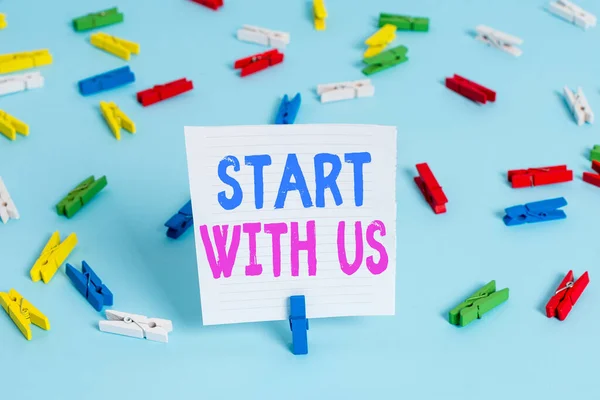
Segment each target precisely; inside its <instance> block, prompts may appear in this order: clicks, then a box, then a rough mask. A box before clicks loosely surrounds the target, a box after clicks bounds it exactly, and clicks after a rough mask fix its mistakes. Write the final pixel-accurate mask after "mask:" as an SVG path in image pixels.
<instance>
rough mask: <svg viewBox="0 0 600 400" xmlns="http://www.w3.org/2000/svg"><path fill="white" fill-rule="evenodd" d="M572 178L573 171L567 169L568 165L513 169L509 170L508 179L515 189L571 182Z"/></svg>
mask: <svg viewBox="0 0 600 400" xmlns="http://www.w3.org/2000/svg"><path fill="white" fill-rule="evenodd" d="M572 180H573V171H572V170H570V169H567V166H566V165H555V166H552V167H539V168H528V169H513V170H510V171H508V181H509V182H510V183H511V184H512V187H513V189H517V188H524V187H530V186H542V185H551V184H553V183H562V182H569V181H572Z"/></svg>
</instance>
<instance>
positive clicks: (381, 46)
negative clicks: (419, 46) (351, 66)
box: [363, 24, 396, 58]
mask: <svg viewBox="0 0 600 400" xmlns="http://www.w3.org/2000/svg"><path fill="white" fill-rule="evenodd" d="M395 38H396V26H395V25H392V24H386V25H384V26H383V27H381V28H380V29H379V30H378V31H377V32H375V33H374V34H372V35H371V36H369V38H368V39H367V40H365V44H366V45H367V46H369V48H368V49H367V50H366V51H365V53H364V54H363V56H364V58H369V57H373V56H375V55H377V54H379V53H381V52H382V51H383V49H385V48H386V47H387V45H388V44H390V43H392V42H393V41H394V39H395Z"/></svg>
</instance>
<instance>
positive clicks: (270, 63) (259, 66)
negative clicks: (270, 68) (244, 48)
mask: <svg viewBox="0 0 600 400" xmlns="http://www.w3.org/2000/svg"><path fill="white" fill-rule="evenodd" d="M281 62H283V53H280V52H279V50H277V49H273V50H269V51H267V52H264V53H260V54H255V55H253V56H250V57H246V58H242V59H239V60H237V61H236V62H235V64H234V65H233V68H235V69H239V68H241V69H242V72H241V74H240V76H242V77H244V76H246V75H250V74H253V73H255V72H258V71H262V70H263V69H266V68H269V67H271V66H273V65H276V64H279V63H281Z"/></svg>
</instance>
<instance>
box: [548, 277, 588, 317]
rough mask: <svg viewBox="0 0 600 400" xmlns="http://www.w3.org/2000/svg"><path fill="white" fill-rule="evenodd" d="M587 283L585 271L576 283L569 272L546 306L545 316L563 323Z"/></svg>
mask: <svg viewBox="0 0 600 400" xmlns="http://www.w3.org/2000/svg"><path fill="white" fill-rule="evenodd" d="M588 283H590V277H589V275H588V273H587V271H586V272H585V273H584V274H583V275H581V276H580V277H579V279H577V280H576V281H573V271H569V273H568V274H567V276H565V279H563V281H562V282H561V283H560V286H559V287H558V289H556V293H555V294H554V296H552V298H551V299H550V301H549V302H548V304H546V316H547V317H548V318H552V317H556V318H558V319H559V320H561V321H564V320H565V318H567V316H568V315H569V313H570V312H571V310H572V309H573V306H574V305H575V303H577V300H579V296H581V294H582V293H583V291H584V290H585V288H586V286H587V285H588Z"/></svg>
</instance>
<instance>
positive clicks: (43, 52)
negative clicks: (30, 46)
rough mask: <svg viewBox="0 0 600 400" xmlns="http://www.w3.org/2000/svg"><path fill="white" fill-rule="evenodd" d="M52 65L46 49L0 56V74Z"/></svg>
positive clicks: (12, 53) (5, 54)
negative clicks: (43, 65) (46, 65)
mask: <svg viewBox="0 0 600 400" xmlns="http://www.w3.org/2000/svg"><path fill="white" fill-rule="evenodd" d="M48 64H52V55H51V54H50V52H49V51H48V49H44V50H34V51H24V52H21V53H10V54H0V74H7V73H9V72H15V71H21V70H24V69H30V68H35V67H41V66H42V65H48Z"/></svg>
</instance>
————
▶ Task directions
Gather all lines with the string "positive" from the data.

▶ Answer to this problem
positive clicks: (381, 46)
positive clicks: (270, 63) (259, 66)
positive clicks: (43, 52)
positive clicks: (12, 53) (5, 54)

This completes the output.